THE TASK: Leave out the pictures and print precisely the lines from the line with "the wooden door in the photo above." to the final line of the entries, both ends included.

------------------------------------------------------------------------

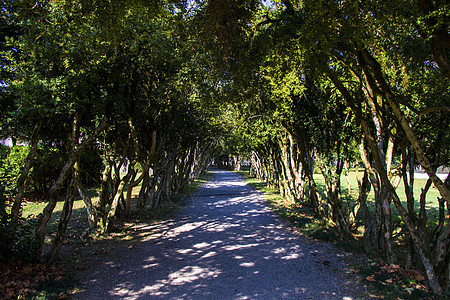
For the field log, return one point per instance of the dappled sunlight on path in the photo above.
(225, 244)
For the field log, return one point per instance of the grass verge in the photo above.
(80, 250)
(386, 281)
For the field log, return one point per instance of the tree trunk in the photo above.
(422, 248)
(54, 190)
(91, 215)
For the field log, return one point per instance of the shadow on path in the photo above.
(225, 244)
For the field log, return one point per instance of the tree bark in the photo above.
(44, 217)
(15, 210)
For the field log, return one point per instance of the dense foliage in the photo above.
(149, 93)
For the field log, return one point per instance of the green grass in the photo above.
(398, 284)
(432, 195)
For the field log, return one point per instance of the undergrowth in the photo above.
(386, 281)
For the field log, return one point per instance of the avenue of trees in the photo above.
(297, 87)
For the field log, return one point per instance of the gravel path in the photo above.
(225, 244)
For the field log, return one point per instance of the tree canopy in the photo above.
(161, 89)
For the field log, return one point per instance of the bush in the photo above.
(18, 241)
(11, 167)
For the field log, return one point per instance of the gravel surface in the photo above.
(225, 244)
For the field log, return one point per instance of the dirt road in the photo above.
(225, 244)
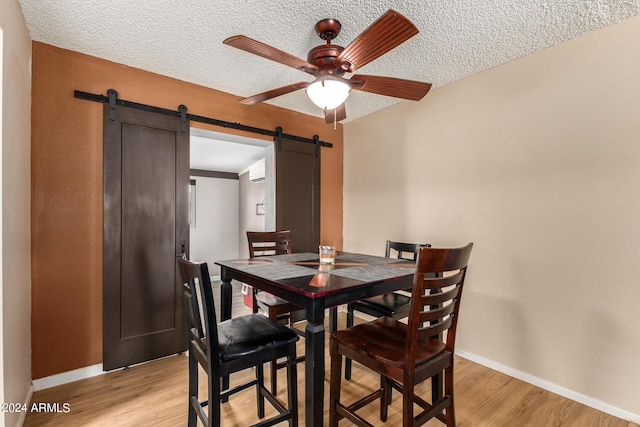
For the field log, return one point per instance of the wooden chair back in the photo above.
(200, 308)
(263, 243)
(436, 294)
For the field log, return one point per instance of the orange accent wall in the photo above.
(66, 217)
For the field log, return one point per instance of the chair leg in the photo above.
(408, 391)
(385, 398)
(193, 388)
(259, 386)
(292, 385)
(335, 378)
(274, 378)
(450, 411)
(348, 362)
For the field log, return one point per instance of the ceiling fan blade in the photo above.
(388, 32)
(266, 51)
(274, 93)
(333, 116)
(390, 86)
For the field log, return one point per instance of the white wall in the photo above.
(215, 236)
(538, 163)
(251, 193)
(15, 167)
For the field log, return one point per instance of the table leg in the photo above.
(226, 296)
(314, 366)
(333, 319)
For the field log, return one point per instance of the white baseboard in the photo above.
(67, 377)
(27, 403)
(554, 388)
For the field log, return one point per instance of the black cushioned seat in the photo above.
(230, 346)
(394, 305)
(245, 335)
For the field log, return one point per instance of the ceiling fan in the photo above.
(328, 63)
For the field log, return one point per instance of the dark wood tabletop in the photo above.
(301, 279)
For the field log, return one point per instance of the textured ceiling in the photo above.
(183, 38)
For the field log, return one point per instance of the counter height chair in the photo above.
(230, 346)
(266, 243)
(394, 304)
(407, 354)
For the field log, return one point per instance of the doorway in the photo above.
(234, 188)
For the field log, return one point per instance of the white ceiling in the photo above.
(183, 38)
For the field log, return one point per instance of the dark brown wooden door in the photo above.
(146, 182)
(298, 193)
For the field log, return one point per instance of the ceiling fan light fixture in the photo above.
(328, 92)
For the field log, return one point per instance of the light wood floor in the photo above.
(154, 394)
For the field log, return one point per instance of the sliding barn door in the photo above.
(146, 183)
(298, 193)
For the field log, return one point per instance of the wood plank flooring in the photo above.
(154, 394)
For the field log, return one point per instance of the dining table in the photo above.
(301, 279)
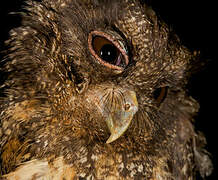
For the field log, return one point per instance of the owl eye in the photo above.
(108, 51)
(160, 94)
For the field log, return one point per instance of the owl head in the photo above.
(81, 72)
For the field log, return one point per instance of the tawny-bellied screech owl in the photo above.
(96, 89)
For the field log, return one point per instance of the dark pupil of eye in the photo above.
(108, 53)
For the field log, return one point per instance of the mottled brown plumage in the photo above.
(61, 99)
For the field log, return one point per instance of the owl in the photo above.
(96, 89)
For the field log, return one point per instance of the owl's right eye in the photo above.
(107, 50)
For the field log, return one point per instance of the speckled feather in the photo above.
(50, 127)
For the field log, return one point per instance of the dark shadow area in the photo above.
(195, 23)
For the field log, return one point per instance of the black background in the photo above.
(196, 24)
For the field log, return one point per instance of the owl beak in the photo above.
(120, 117)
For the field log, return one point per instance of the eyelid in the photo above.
(117, 43)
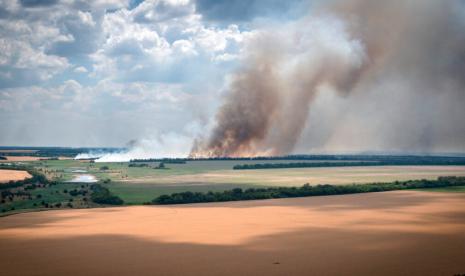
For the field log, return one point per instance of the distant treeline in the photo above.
(304, 191)
(36, 177)
(410, 162)
(51, 151)
(164, 160)
(321, 157)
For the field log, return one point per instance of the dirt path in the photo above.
(392, 233)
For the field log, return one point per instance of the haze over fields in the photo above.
(215, 78)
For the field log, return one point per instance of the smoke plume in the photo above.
(394, 69)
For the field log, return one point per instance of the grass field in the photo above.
(12, 175)
(391, 233)
(137, 185)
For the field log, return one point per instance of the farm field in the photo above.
(390, 233)
(136, 185)
(12, 175)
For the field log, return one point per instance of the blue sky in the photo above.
(107, 72)
(104, 72)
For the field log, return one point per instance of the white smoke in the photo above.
(167, 145)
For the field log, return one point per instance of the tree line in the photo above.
(412, 162)
(304, 191)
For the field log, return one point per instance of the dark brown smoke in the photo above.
(361, 50)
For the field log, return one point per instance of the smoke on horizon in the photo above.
(353, 75)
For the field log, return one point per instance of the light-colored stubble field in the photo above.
(390, 233)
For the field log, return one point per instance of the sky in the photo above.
(105, 72)
(111, 73)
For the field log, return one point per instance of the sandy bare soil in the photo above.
(7, 175)
(392, 233)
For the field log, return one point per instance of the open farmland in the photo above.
(391, 233)
(136, 185)
(12, 175)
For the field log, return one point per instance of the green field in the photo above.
(136, 185)
(58, 193)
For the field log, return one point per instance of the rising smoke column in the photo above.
(356, 48)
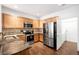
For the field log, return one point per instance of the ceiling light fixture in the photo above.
(61, 4)
(15, 6)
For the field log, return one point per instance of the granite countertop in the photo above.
(16, 50)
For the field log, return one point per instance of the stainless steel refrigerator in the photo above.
(49, 34)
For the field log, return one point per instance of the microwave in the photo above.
(28, 25)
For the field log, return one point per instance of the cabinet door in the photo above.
(41, 23)
(22, 37)
(35, 24)
(36, 39)
(41, 37)
(10, 21)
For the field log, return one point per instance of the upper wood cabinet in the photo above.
(38, 23)
(52, 19)
(35, 23)
(41, 23)
(10, 21)
(28, 20)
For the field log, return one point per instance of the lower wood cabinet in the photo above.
(38, 37)
(41, 37)
(22, 37)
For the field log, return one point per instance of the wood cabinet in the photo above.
(35, 23)
(28, 20)
(36, 38)
(41, 37)
(38, 23)
(10, 21)
(22, 37)
(41, 23)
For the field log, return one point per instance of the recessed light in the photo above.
(61, 4)
(15, 6)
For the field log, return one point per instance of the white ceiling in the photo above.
(38, 10)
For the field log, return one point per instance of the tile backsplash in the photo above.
(11, 31)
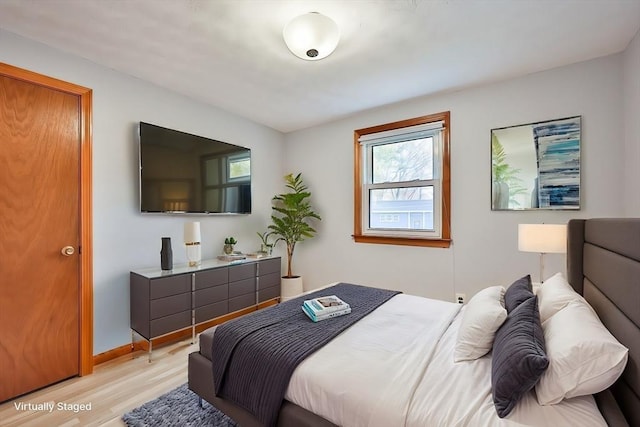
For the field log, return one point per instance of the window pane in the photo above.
(409, 208)
(403, 161)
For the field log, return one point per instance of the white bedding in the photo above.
(395, 368)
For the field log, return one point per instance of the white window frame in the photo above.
(435, 126)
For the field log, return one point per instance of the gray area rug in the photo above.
(179, 407)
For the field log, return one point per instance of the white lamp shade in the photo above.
(542, 238)
(192, 232)
(311, 36)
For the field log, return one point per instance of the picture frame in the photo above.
(537, 165)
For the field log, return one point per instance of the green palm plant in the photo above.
(290, 218)
(503, 172)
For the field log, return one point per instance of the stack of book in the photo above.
(325, 307)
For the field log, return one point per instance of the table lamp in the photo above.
(542, 238)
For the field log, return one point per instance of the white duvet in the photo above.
(395, 368)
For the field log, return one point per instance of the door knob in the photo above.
(68, 251)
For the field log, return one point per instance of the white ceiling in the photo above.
(230, 53)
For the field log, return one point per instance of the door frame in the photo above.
(85, 110)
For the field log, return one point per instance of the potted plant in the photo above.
(505, 184)
(292, 212)
(228, 245)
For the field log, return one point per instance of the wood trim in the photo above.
(86, 210)
(445, 240)
(175, 336)
(403, 241)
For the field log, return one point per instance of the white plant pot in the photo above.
(290, 288)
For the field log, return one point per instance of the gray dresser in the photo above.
(163, 302)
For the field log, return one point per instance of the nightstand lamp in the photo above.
(544, 239)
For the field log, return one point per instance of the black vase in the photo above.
(166, 254)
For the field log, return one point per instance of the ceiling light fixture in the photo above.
(311, 36)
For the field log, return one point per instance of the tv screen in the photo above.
(184, 173)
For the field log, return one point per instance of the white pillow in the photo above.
(554, 295)
(584, 358)
(481, 318)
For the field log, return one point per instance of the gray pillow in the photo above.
(519, 291)
(519, 357)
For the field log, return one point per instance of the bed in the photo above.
(603, 265)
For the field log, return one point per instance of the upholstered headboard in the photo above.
(603, 264)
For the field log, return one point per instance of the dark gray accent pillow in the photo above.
(519, 291)
(519, 356)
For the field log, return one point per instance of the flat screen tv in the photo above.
(184, 173)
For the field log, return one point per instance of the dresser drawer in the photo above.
(241, 272)
(247, 286)
(211, 311)
(243, 301)
(268, 266)
(162, 307)
(207, 279)
(268, 280)
(167, 286)
(171, 323)
(210, 295)
(268, 293)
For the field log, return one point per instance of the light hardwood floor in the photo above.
(114, 388)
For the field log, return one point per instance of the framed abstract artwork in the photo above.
(536, 165)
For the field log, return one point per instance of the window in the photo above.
(402, 183)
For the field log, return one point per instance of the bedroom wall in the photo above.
(124, 239)
(631, 91)
(484, 250)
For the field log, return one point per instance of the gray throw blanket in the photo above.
(255, 355)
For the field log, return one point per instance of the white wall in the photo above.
(123, 238)
(484, 250)
(631, 90)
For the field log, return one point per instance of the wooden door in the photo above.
(42, 298)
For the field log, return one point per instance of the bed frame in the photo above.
(603, 264)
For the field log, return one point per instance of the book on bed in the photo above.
(317, 318)
(326, 304)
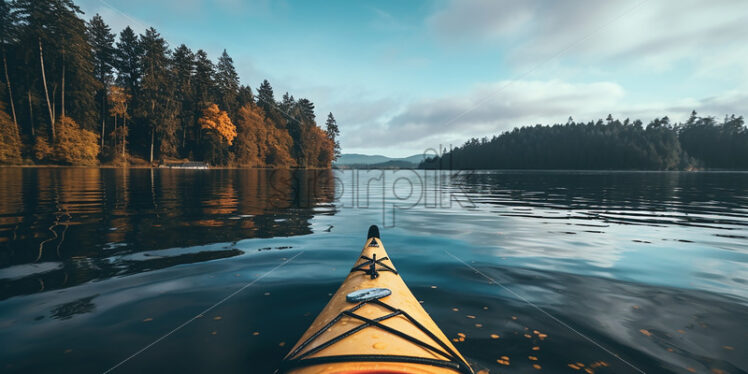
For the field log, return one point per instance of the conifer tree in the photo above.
(102, 44)
(227, 83)
(332, 132)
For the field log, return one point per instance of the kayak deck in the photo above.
(391, 334)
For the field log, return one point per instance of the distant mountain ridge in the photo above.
(369, 160)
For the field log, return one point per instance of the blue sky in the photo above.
(403, 76)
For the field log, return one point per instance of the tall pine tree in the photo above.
(332, 132)
(102, 44)
(227, 83)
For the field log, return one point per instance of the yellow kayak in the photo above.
(374, 324)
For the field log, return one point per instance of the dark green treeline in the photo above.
(699, 143)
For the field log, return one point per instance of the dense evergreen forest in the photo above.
(699, 143)
(73, 92)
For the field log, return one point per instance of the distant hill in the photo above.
(377, 161)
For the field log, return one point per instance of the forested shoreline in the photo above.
(698, 144)
(75, 93)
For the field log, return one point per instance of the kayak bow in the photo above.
(374, 324)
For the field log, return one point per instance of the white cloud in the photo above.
(655, 33)
(489, 109)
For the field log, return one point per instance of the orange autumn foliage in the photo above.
(215, 119)
(74, 145)
(259, 142)
(10, 141)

------------------------------------------------------------------------

SOLUTION TO THE EXERCISE:
For the field log, return one point per instance of the wooden door in the photo above.
(42, 298)
For the field log, return one point per instance of the bed frame in the photo above.
(603, 264)
For the field log, return one point per instance of the book on bed in the photo above.
(317, 318)
(326, 304)
For the field log, return one point per instance of the conifer tree in the photo above.
(102, 44)
(227, 83)
(332, 132)
For the field log, return one point per instance of the kayak deck in the photo above.
(391, 334)
For the field log, return one point per instance of the distant mountain ridge in the photo above.
(369, 160)
For the field log, return one point per instance of the blue sky in the photo above.
(403, 76)
For the field log, return one point per instance of the tall pine tree in the photo above.
(332, 132)
(102, 44)
(227, 83)
For the field log, return one point per instance of the yellow kayak in the photo above.
(374, 324)
For the field log, return one point per instance of the dark green treeline in the photo above.
(699, 143)
For the field log, return one point per instance of the dense evergreen forest in the photo above.
(699, 143)
(73, 92)
For the field log, return one point per instance of the distant hill in the photo above.
(377, 161)
For the field log, return one point per instance of the forested shoreline in the photo above.
(698, 144)
(75, 93)
For the field log, return one point per instance of the kayak bow in the photo above.
(374, 324)
For the field log, return one point per instance of the white cloud in the photo above.
(655, 33)
(489, 109)
For the field log, return one point per instance of the orange autumn foliage in the photo above.
(215, 119)
(74, 145)
(259, 142)
(10, 141)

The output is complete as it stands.